Problem 1
Do these statements agree with the interview excerpt? Answer yes or no for each, and quote the words of the excerpt that decide it. (a) Adam says he knows Culture Amp well enough to judge it. (b) Adam says futility holds people back even more than fear does. (c) Adam advises taking a new idea first to agreeable peers.
Problem 2
How would you put this sentence from the interview excerpt into Spanish: "Most of us, when we have a new idea or suggestion, we go to agreeable people."
Problem 3
Can you reproduce the interview excerpt word for word from "If you're a leader, it's" up to and including "your comfort zone."?

Page text
If you're a leader, it's not that helpful, if you're American, to go take a trip to Canada, although it may help the Canadian economy. What you want to do is you want to go and take a job assignment that rotates you to Eastern Europe or Latin America, and exposes you to new cultures and norms. That doesn't happen cross-culturally. It's about rotating functions and disciplines, and really getting experience outside your comfort zone.

Tom: Let's say that you have now gotten the evaluation of your ideas, your peers have evaluated your thoughts, and now it's time to start advocating them inside of an organization, and you're meeting with resistance. One of the data points that you site in the book, which actually in our Culture Amp ... Do you use Culture Amp? Are you familiar with-

Adam: I am familiar with it, yeah.

Tom: What is your opinion of Culture Amp?

Adam: I don't know enough to judge it. I love the idea of getting a pulse, though, on your culture.

Tom: I'd say our Culture Amp data shows something that matched up with a point that you make in the book about a single-technology company, which you didn't name, which half of all employees felt that it was not a safe place to share a dissenting opinion. That's ballpark true of our company right now. Our numbers have improved over the last couple months because we see it now because of Culture Amp, and we're acting on it, but why is that the case, and what should somebody do when they feel unsafe about something they care about, and their peers have recognized that it has merit?

Adam: I actually think those numbers are pretty good, right? You see a lot of organizations where 80 or 90% of people think it's unsafe to speak up. Then you ask them why, and the obvious answer is fear. People are afraid of getting shot down, of committing some kind of career suicide, but even more than fear, futility holds people back. They think I don't think anything bad is going to happen if I raise this idea, I just don't believe anybody is going to take it seriously, and act on it.

If you're in a context where you're unsure, which is probably true for most people, the first question is do you have enough control and commitment that it's worth a try? Can you have some influence and do you really have some kind of investment in the organization's success?

If the answers to those questions are yes, I think the best thing you can do is go to your most disagreeable peers. Most of us, when we have a new idea or suggestion, we go to agreeable people. They're warm, friendly, polite, and we think they're going to be our cheerleaders. They're great at supporting us in that face-to-face conversation, but they're also afraid to rock the boat. They like harmony, so they won't necessarily advocate for us when it comes to pitch the idea to somebody who doesn't find it that exciting.

Disagreeable people, much more likely to enjoy conflict, and they will tear your idea apart, but that will be useful feedback. Then, if you can get them on board, they will run through walls for you.

Image location labeling items
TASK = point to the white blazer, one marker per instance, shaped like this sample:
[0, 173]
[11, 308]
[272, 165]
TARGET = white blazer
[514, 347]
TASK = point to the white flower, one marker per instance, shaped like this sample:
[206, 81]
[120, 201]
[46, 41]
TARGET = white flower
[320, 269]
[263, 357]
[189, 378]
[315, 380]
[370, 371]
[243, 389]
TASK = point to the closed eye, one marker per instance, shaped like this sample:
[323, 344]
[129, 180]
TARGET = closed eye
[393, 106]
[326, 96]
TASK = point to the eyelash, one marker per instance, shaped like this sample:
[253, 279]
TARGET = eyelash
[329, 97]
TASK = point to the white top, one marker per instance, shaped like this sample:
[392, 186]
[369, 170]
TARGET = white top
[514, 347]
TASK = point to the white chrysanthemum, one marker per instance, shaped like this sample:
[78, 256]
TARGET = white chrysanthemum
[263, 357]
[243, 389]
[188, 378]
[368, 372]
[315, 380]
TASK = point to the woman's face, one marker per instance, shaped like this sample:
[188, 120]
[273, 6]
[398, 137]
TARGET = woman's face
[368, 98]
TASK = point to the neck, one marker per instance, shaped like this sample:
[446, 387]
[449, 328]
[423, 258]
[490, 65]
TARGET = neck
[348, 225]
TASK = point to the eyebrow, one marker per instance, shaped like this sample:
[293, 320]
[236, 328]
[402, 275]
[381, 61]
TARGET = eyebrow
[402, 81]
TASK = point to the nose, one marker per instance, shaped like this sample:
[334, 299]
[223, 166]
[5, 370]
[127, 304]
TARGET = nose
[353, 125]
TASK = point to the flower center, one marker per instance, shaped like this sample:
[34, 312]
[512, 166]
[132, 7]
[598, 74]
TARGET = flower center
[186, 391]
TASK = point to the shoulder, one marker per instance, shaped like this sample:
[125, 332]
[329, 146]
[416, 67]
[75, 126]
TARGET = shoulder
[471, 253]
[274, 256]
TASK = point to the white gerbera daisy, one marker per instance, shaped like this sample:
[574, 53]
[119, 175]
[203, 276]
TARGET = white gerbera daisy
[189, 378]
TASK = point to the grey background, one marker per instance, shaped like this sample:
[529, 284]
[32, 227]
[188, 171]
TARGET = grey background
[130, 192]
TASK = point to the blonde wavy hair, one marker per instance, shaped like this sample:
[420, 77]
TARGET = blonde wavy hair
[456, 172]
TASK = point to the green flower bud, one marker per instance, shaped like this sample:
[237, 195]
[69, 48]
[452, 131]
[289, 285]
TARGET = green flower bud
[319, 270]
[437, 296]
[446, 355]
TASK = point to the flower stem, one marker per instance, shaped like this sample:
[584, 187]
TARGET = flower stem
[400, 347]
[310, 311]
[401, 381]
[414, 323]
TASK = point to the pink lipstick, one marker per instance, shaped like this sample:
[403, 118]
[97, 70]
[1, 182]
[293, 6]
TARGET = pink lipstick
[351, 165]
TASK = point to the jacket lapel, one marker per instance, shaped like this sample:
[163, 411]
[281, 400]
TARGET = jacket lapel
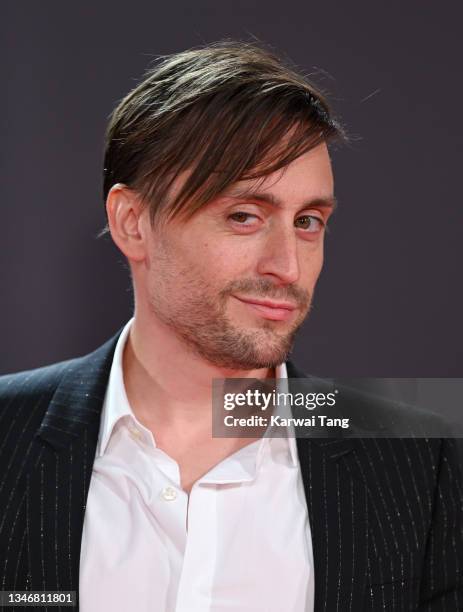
[59, 480]
[336, 498]
[62, 463]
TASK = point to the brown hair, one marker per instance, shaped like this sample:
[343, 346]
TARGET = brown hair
[223, 112]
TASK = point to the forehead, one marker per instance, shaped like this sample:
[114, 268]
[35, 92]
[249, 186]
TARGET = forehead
[308, 176]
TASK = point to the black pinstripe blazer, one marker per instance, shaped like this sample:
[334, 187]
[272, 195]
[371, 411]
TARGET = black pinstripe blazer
[386, 515]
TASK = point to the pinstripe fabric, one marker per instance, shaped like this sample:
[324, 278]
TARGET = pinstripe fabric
[386, 515]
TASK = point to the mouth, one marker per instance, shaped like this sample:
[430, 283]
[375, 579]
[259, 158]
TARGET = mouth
[274, 311]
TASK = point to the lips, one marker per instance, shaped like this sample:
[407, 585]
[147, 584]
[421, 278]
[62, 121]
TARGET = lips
[275, 311]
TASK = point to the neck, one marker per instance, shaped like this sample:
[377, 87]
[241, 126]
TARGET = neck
[166, 382]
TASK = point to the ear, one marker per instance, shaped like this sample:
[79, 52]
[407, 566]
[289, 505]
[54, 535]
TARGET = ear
[124, 210]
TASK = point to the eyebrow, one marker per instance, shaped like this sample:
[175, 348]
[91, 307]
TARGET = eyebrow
[273, 200]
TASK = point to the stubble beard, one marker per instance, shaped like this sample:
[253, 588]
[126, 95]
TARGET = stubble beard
[202, 324]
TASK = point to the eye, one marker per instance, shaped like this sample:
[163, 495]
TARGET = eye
[309, 223]
[241, 217]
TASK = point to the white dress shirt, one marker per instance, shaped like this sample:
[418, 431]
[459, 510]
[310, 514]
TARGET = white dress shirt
[247, 546]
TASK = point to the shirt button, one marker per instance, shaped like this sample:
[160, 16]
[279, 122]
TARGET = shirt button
[169, 494]
[135, 433]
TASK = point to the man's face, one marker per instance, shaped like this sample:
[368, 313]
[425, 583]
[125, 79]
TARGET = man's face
[235, 281]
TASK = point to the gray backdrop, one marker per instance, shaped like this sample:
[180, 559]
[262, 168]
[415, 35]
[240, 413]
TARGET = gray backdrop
[389, 301]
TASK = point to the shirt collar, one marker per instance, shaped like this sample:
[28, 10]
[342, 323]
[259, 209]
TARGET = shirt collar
[116, 404]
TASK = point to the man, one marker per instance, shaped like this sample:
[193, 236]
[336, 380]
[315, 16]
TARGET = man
[218, 189]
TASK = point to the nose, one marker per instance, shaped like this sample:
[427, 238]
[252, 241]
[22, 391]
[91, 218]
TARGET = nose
[279, 257]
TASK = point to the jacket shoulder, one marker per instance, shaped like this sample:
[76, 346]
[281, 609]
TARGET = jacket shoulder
[32, 383]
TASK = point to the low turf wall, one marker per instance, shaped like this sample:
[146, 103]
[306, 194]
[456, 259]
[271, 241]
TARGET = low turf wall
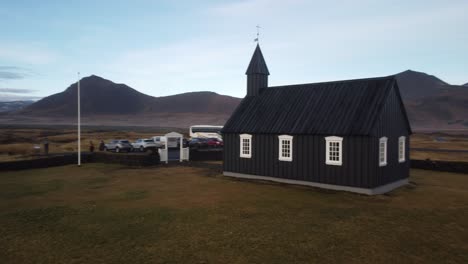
[132, 159]
[206, 155]
[448, 166]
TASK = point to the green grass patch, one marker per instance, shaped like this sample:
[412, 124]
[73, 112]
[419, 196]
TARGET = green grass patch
[173, 215]
[134, 195]
[19, 190]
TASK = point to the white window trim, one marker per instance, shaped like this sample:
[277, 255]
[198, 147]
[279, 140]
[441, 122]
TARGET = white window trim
[402, 139]
[329, 140]
[280, 145]
[384, 162]
[242, 137]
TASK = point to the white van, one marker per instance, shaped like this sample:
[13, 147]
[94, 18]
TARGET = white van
[161, 141]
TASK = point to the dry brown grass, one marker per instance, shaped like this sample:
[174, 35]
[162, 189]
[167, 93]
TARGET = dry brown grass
[443, 156]
[108, 214]
[19, 143]
[448, 141]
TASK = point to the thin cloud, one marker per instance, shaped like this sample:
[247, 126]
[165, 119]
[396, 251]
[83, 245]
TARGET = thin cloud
[10, 98]
[16, 90]
[11, 75]
[15, 73]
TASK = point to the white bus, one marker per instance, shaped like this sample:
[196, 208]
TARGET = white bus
[205, 131]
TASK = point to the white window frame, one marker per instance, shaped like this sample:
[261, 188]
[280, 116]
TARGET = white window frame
[247, 137]
[281, 139]
[401, 149]
[328, 141]
[383, 159]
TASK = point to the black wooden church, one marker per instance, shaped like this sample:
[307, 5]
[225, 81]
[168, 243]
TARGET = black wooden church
[348, 135]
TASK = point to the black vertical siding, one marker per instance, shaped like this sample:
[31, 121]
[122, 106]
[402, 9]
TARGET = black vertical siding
[255, 82]
[360, 166]
[391, 124]
[308, 160]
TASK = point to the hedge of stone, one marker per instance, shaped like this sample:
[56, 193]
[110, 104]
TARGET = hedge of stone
[206, 155]
[130, 159]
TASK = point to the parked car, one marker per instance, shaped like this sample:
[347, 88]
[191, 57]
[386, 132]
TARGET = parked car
[162, 141]
[144, 144]
[118, 146]
[214, 143]
[198, 143]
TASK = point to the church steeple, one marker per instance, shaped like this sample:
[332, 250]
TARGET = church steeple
[257, 73]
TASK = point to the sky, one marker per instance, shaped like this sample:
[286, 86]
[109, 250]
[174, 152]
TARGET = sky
[168, 47]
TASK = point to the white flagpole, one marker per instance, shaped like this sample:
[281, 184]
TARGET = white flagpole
[79, 123]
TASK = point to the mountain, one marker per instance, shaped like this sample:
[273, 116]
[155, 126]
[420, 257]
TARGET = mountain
[432, 103]
[106, 103]
[14, 105]
[103, 97]
[415, 84]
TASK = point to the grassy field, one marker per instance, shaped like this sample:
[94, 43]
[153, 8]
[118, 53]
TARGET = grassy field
[108, 214]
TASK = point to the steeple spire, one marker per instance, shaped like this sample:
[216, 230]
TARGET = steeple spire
[257, 73]
[257, 64]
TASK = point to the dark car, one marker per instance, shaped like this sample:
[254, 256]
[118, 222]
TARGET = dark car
[118, 146]
[198, 143]
[214, 143]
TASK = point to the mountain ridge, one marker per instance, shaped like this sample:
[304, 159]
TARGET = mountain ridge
[430, 102]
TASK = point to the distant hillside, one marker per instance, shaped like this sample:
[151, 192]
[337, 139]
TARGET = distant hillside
[431, 104]
[103, 97]
[414, 85]
[14, 105]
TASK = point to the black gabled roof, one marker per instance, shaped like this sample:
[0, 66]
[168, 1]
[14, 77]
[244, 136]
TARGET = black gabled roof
[257, 64]
[332, 108]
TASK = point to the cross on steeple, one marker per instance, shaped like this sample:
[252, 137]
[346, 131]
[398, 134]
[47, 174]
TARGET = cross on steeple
[258, 34]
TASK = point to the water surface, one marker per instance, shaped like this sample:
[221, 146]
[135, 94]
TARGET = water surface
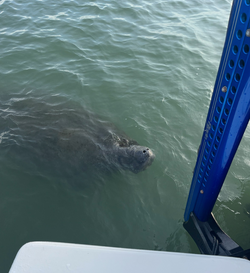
[147, 67]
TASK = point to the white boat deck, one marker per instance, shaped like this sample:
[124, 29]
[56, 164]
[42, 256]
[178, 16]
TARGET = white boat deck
[52, 257]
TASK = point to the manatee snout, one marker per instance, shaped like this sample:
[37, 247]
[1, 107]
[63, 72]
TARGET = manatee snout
[136, 158]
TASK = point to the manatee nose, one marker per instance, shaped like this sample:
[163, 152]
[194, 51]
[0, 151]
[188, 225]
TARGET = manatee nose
[147, 153]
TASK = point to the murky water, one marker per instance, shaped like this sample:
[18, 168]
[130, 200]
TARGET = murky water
[149, 69]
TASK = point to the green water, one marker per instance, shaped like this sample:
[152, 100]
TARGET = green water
[149, 68]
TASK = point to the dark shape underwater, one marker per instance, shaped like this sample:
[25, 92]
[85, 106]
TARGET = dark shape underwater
[58, 134]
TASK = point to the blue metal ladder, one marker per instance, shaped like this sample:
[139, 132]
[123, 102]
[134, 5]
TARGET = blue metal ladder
[227, 119]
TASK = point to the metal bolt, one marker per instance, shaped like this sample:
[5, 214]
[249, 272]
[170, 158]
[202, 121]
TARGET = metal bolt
[224, 89]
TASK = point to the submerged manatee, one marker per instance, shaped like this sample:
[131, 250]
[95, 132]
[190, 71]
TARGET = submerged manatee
[62, 135]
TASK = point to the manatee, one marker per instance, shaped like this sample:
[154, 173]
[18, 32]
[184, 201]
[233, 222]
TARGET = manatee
[62, 135]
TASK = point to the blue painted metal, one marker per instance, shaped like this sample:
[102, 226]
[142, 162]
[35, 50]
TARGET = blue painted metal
[227, 117]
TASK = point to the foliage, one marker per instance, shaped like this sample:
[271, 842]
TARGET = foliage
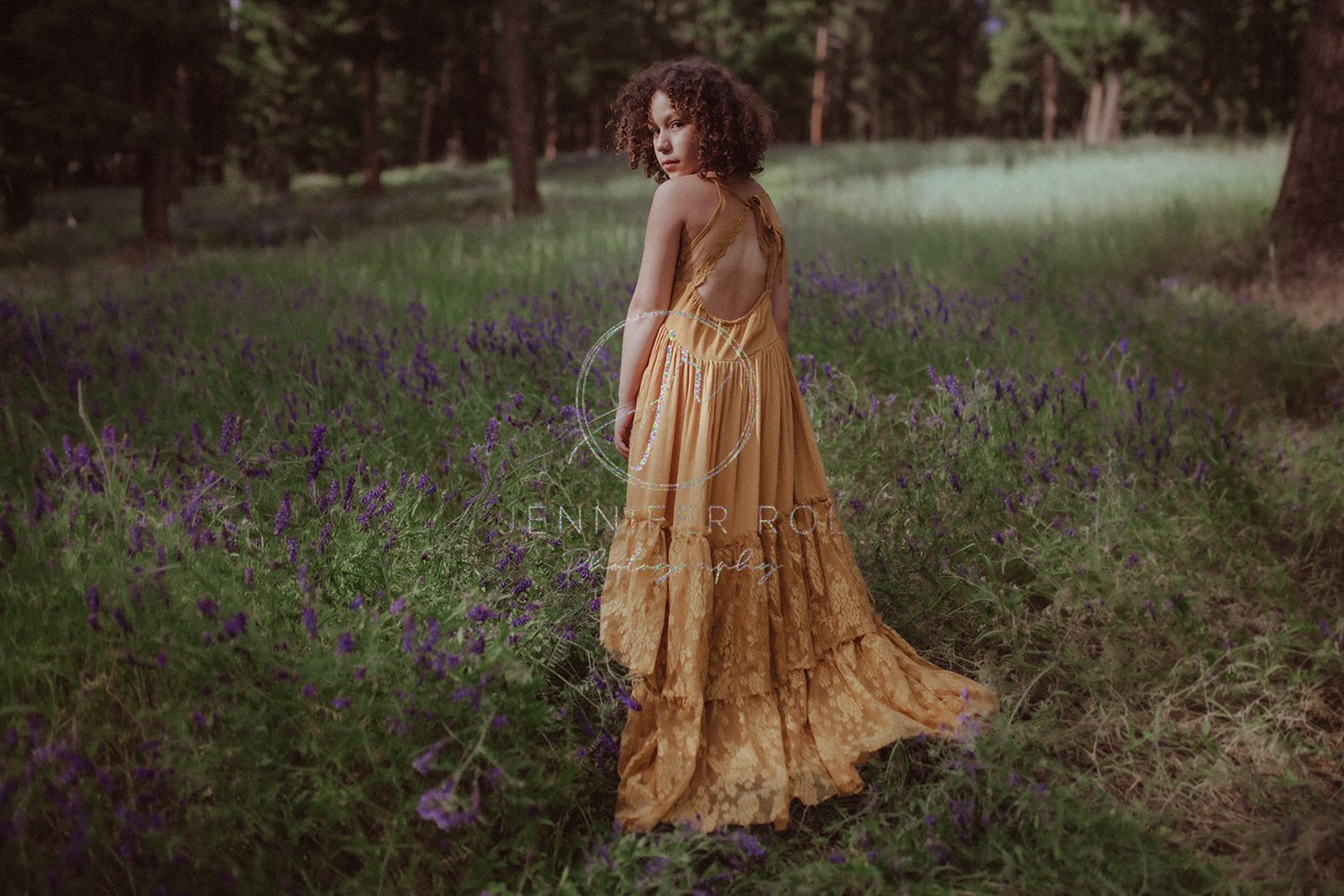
[288, 577]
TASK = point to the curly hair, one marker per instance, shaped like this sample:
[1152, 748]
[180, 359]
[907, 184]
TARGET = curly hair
[732, 123]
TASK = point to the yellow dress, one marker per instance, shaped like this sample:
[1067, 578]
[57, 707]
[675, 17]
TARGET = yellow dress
[761, 667]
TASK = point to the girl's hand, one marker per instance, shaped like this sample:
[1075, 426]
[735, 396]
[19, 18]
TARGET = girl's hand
[624, 421]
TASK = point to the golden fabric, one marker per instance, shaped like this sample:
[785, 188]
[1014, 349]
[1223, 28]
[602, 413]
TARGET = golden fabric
[761, 667]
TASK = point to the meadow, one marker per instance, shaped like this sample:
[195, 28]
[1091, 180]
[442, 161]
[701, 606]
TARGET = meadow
[302, 542]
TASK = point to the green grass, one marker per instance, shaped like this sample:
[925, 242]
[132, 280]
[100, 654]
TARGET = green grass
[1066, 465]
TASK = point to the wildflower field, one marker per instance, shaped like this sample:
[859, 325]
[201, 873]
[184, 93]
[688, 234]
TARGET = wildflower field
[302, 542]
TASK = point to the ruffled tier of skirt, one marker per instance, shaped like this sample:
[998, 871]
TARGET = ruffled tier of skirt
[763, 672]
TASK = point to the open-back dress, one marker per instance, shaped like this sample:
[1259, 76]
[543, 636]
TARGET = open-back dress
[759, 664]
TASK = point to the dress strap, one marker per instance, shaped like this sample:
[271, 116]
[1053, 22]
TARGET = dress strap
[769, 235]
[722, 249]
[696, 241]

Right answer 1
(a) No: "I don't know enough to judge it."
(b) Yes: "but even more than fear, futility holds people back."
(c) No: "I think the best thing you can do is go to your most disagreeable peers."

Right answer 2
La mayoría de nosotros, cuando tenemos una idea o sugerencia nueva, acudimos a personas afables.

Right answer 3
If you're a leader, it's not that helpful, if you're American, to go take a trip to Canada, although it may help the Canadian economy. What you want to do is you want to go and take a job assignment that rotates you to Eastern Europe or Latin America, and exposes you to new cultures and norms. That doesn't happen cross-culturally. It's about rotating functions and disciplines, and really getting experience outside your comfort zone.